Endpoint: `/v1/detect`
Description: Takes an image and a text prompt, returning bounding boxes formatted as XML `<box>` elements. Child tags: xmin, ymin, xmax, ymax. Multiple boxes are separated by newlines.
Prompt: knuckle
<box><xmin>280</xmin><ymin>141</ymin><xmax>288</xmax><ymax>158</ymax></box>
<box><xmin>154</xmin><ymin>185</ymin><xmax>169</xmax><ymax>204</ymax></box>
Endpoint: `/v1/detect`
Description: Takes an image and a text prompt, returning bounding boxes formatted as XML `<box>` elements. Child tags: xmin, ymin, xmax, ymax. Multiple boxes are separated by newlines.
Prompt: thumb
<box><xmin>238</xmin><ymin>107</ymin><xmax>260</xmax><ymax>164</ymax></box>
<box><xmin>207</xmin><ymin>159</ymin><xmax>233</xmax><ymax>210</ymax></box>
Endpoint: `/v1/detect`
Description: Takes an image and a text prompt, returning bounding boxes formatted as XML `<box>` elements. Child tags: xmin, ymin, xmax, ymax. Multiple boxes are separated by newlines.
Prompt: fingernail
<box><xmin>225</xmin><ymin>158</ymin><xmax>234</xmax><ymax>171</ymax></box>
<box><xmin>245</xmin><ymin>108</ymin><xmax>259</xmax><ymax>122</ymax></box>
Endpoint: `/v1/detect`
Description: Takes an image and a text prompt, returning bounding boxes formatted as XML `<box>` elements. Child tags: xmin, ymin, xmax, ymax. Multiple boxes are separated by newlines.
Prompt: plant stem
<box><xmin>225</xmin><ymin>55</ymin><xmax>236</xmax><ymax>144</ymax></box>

• Exercise:
Can you reproduce the whole listing above verbatim, every line included?

• Right answer:
Endpoint: `/v1/detect`
Description: Takes an image and a text prompt, returning bounding boxes formatted as XML `<box>` elements. Child tags: xmin, ymin, xmax, ymax. Multiple boxes are separated by newlines.
Prompt: knuckle
<box><xmin>280</xmin><ymin>141</ymin><xmax>288</xmax><ymax>158</ymax></box>
<box><xmin>154</xmin><ymin>185</ymin><xmax>169</xmax><ymax>204</ymax></box>
Endpoint: `/v1/detect`
Description: Takes an image and a text prompt, returning bounding boxes formatted as XML `<box>` elements. Child tags: xmin, ymin, xmax, ymax. Multiple boxes are separated by newlines.
Prompt: thumb
<box><xmin>238</xmin><ymin>107</ymin><xmax>260</xmax><ymax>164</ymax></box>
<box><xmin>207</xmin><ymin>159</ymin><xmax>233</xmax><ymax>210</ymax></box>
Endpoint: `/v1/detect`
Description: Takes an image and a text prompt, returning bounding boxes formatted as XML `<box>` elements. Child tags: xmin, ymin, xmax, ymax. Multiple boxes are separated by newlines.
Prompt: fingernail
<box><xmin>225</xmin><ymin>158</ymin><xmax>234</xmax><ymax>171</ymax></box>
<box><xmin>245</xmin><ymin>108</ymin><xmax>259</xmax><ymax>122</ymax></box>
Endpoint: `/v1/detect`
Description: Takes an image and a text prompt, returning bounding boxes formatted as XML `<box>` elements. Child tags: xmin, ymin, xmax, ymax. Multiple boxes are separated by newlines.
Prompt: plant stem
<box><xmin>225</xmin><ymin>55</ymin><xmax>236</xmax><ymax>144</ymax></box>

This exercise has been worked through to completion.